### Passage to read
It has to do with a story someone told me once about a mother who told her child she stiffened up when she held her, so she propped her bottle and didn't hold her.  It has to do with the way that same mother behaved when the daughter had her first child.  It has to do with the way Copa describes her mother condemning Copa's son because Copa fell while running after him.  It has something to do with celebration of female rites when a daughter gives birth, or adopts a child and is raising him and the celebration and warmth and support just isn't there.


My mother did not, was not able to, celebrate those rites with me, either.


In her defense, I will readily admit that I was never comfortable with my mother, even as an adult.  It may be that I am not easy to be close to.  I do not trust.  There is a barrier, especially where my mother is concerned, and that is all there is to it.  It isn't that I don't love her.  I do actually, very much.  I have learned never to trust her.  What a rotten thing to say, I know.


But that is the feel of it.


It has to do with how a child would have been raised, by a mother who felt in such a way that her children are uncomfortable with her to that degree, as adults.  Maybe, our mothers were poorly mothered, themselves.  I think it is more than that, though.  I was loved, but I was hurt and objectified, too.  The other wounds, the wounds surrounding the births of my children, those happened from one adult woman to another.  That sacred space that should exist between the mother...I don't know.  Between the mother, truly celebrating what it is to hold and cherish and raise your baby and the promise in all of it, and her daughter as she prepares to give birth and become a mother, herself ~ for me, that was empty.  It was D H mom who taught me to hold and celebrate my babies, and who celebrated those mother to daughter rites with me.  The grieving that seems so normal in healthy families was all twisted in the most incredible ways in my family of origin, when my father died.  My mother's glee at being the only one left to tell the story, once the last cousin had died...does this stuff even happen anywhere else?!?

### Given entries
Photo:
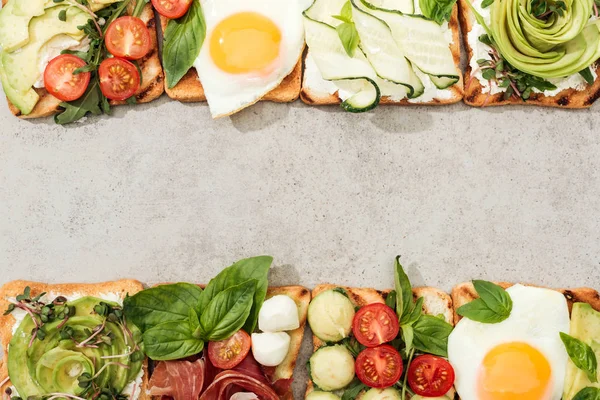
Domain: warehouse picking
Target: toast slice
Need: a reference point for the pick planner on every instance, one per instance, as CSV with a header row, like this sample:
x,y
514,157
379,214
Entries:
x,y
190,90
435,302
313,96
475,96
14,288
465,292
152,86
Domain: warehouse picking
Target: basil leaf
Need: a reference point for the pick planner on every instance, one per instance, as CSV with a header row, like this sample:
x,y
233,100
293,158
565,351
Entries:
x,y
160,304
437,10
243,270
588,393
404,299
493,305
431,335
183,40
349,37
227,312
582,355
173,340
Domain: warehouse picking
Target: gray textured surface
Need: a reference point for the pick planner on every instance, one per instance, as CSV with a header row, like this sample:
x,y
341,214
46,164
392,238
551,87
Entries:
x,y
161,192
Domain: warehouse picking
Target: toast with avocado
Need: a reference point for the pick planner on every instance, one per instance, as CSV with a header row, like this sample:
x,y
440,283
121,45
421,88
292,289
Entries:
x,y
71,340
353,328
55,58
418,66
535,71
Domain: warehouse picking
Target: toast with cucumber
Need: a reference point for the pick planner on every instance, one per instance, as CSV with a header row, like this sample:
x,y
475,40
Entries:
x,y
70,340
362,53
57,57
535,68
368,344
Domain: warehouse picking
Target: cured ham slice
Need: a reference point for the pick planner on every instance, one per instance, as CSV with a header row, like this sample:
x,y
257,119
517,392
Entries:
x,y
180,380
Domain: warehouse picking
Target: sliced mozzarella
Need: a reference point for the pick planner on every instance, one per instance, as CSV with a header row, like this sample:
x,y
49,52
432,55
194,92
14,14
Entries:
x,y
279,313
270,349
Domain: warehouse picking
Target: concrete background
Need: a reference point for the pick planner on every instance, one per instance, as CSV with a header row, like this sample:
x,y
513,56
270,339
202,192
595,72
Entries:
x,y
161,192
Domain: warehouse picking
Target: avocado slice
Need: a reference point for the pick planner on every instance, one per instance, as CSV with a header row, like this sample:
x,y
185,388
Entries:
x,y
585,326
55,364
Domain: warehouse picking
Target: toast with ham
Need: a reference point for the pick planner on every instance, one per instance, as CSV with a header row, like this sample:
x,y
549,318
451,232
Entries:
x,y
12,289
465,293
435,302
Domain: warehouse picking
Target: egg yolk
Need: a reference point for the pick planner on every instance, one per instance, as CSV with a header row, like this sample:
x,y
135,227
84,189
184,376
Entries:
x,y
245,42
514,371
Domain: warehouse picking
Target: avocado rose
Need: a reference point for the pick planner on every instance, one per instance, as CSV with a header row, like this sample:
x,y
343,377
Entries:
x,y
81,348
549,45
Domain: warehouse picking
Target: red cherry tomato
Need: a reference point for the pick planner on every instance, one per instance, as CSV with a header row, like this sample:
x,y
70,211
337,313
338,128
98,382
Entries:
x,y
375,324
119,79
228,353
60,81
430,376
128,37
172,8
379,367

==

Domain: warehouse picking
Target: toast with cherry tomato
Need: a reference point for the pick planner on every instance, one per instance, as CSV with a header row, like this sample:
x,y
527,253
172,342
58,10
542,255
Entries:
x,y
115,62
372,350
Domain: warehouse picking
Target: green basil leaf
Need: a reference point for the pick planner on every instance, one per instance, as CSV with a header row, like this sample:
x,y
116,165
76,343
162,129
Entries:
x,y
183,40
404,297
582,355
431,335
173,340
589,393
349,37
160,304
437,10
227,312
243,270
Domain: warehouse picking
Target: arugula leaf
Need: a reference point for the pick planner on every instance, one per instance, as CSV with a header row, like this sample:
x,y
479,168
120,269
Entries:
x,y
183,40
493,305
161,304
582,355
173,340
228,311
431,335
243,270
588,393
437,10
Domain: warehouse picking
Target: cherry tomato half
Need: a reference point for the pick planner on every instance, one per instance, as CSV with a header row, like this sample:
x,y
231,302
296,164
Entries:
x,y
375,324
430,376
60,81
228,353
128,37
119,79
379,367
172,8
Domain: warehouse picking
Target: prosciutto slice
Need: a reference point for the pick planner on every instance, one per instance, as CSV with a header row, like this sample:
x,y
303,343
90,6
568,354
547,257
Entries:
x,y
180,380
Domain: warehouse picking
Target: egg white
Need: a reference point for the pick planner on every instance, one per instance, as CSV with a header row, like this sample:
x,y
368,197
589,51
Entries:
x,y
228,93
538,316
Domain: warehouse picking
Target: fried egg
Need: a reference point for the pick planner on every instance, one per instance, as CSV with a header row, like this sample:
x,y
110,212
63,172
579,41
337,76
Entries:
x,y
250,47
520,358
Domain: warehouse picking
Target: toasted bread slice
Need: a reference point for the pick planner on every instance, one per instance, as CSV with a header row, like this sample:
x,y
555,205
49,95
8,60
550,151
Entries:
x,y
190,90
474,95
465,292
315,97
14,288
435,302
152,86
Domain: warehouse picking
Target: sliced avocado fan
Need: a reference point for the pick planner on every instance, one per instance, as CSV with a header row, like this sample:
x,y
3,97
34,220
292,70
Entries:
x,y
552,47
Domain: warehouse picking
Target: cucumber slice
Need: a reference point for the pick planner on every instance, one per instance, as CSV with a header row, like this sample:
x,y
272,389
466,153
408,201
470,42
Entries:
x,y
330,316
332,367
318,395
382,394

### Given task
Render this sentence from the passage about mothers and daughters in Spanish: "I have learned never to trust her."

### Answer to the problem
He aprendido a no confiar nunca en ella.